After Grigorius took his base to set up first and second, Andrew McCutchen singled Joyce home to break the three-all tie and chase Cabrera out of the game. One inning later, Grigorius himself sent Alec Bohm home on a bases-loaded sacrifice fly with what proved to be the final score, 5-3 Phillies.

Then things got a little testy in the bottom of the eighth, after Phillies reliever Sam Coonrod shook off Nolan Arenado’s leadoff single to strike Paul DeJong out and lure Tyler O’Neill—who’d hit a two-run homer in the bottom of the second—into a broken-bat grounder to short that Grigorius might have caught but took on the hop for a step-and-throw, inning-ending double play.

Viewers at home then saw a commercial followed by Coonrod walking off the field, but not without pointing and hollering at the Cardinals dugout. Small wonder. During the commercial break, Coonrod looked as though he wanted nothing more than to bake five and twenty Redbirds in a pie.

Phillies third baseman Brad Miller—whose own two-run bomb tied the game at three in the first place an inning before Harper and Grigorius got coned and drilled—tried to stop Coonrod before inadvertently letting go of the reliever’s hand. But Coonrod, himself a St. Louis product, put all thoughts of one-man demolition out of his mind and settled for a few hollerings, though he knew in his heart of gut Cabrera wasn’t exactly trying to vapourise his two teammates.

“As a teammate, you appreciate the intensity,” Miller told reporters after the game. “The dude came in and got some big outs for us. It’s a close game. And, yeah, he was a little fired up, obviously. Three getting hit like that was pretty scary.” “Three,” of course, refers to Harper’s uniform number.

Cabrera himself was genuinely contrite after the game—wasn’t he? “I want to apologise for all of the action that happened, especially to Harper,” he said through his translator. “I really wish him the best. I hope he has a speedy recovery, in whatever it is that happened, and that he’ll be able to return to baseball activities. The game got away from me at that point. I’m really sorry for everything that happened today. None of it was intentional. And again, I’m sorry for everything.”

Is it just me, or did a lot of Cabrera’s remark sound like prepared boilerplate?

Struggling teams are known to feel more than a little fired back up after confronting near-disaster. Until Wednesday night, the Phillies were a back-and-forth .500 team with inconsistency at the plate and arson out of the bullpen. What they showed after Harper and Grigorius got drilled reminds you that it’s a somewhat sad thing if and when a team rehorses and irons up after coming face to face with near manslaughter.

[Data lines]

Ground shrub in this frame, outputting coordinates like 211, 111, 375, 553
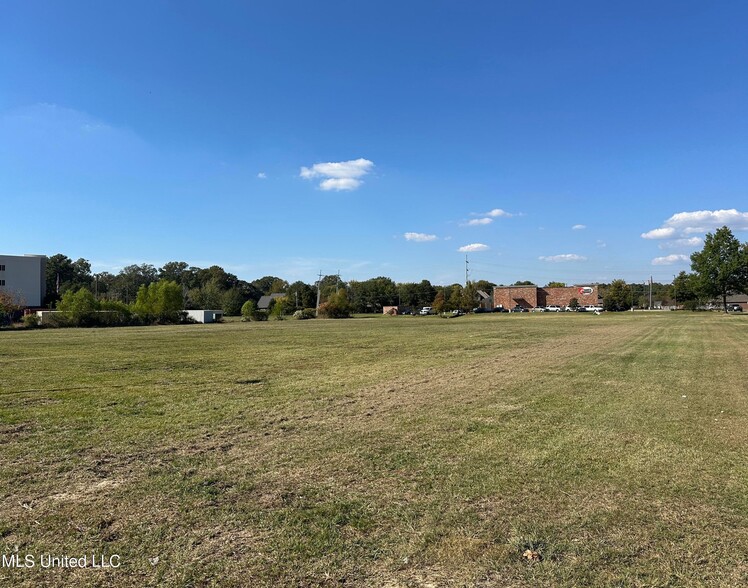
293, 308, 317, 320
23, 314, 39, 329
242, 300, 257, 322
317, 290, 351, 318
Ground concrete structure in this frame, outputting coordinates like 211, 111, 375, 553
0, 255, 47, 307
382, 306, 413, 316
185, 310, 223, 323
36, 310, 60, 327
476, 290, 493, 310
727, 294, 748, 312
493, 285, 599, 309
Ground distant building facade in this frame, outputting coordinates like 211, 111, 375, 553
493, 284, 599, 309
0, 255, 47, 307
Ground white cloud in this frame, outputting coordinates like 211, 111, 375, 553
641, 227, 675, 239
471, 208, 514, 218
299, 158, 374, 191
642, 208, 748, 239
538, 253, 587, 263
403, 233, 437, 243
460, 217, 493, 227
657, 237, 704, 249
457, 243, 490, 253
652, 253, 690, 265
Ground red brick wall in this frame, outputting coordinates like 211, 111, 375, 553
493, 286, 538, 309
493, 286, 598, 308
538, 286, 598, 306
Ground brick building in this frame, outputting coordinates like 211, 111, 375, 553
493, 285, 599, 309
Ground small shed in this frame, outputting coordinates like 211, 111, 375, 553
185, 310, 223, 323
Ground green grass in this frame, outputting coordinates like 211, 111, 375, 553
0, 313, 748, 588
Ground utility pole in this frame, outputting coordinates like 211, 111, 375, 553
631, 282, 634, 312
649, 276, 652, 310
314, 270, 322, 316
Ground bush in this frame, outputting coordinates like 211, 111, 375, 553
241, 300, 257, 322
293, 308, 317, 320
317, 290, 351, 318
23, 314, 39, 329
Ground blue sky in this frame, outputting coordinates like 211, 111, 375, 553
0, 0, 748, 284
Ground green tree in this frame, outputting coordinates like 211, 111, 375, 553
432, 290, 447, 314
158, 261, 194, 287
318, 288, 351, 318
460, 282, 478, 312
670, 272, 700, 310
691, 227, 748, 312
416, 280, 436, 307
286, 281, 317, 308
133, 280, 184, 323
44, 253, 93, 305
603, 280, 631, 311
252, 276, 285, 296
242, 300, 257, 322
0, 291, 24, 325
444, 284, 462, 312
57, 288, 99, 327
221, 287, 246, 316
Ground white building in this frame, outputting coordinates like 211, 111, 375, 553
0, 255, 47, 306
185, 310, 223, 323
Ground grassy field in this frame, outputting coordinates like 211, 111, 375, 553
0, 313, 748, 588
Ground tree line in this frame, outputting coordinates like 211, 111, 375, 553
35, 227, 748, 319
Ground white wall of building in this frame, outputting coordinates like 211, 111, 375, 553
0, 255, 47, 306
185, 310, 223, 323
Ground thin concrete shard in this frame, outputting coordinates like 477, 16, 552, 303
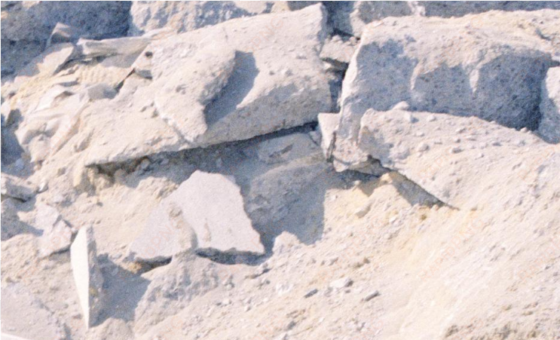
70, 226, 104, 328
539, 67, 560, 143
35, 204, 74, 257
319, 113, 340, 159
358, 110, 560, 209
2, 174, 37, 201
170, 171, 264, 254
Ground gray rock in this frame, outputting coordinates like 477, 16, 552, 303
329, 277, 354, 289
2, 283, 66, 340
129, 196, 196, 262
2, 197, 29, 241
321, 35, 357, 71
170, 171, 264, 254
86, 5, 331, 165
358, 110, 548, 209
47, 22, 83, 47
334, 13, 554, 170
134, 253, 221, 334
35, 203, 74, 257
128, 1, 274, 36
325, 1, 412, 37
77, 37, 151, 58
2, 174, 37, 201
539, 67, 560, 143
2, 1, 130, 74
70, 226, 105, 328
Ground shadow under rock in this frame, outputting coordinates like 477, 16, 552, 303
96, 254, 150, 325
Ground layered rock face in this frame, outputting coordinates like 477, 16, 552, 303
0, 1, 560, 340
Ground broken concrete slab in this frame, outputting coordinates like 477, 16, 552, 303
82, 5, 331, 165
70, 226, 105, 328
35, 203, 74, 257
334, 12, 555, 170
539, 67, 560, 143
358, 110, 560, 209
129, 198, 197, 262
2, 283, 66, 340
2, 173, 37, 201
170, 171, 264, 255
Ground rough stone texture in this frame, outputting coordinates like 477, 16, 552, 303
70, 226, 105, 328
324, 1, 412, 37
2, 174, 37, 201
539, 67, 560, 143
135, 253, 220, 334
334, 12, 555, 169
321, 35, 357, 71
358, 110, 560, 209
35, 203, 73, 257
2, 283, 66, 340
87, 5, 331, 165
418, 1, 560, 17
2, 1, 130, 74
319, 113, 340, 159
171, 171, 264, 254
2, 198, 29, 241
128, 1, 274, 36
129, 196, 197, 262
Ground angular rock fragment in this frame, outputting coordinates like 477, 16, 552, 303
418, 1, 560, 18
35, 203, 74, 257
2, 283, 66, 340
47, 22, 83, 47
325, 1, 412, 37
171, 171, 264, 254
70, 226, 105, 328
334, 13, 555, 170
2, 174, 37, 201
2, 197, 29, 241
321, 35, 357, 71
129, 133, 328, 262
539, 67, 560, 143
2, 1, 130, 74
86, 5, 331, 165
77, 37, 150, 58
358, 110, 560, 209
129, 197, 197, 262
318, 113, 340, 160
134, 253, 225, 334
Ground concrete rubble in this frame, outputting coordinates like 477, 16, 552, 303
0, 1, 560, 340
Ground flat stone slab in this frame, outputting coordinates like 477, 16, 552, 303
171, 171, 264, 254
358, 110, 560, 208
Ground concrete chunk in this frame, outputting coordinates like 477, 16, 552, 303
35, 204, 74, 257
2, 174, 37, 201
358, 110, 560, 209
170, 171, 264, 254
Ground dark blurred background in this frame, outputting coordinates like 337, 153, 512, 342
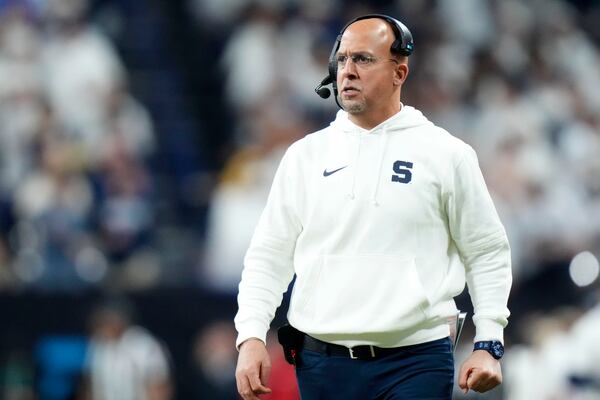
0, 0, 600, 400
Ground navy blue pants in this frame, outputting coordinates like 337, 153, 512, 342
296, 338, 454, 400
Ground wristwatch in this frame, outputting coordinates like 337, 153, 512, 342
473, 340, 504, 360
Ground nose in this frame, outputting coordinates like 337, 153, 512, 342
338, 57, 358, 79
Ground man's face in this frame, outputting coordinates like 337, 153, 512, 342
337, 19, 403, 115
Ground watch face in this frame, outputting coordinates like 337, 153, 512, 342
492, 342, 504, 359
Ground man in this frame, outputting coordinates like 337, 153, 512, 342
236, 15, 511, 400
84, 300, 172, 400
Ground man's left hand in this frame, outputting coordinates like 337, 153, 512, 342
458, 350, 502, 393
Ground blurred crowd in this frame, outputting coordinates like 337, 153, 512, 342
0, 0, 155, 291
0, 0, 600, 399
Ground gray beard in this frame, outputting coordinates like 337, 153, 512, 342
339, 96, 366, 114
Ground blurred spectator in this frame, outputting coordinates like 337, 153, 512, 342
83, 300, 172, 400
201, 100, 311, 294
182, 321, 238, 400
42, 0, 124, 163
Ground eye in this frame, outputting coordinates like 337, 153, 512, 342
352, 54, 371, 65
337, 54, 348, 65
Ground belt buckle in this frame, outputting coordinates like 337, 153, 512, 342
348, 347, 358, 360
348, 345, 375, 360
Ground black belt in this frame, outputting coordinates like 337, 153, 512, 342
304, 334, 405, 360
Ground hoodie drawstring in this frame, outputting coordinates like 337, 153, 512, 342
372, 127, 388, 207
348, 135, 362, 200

* **Problem details**: In the game recap, what was the final score? The data has no connection to the game recap.

* **Solution to this exercise**: 5-3 Phillies.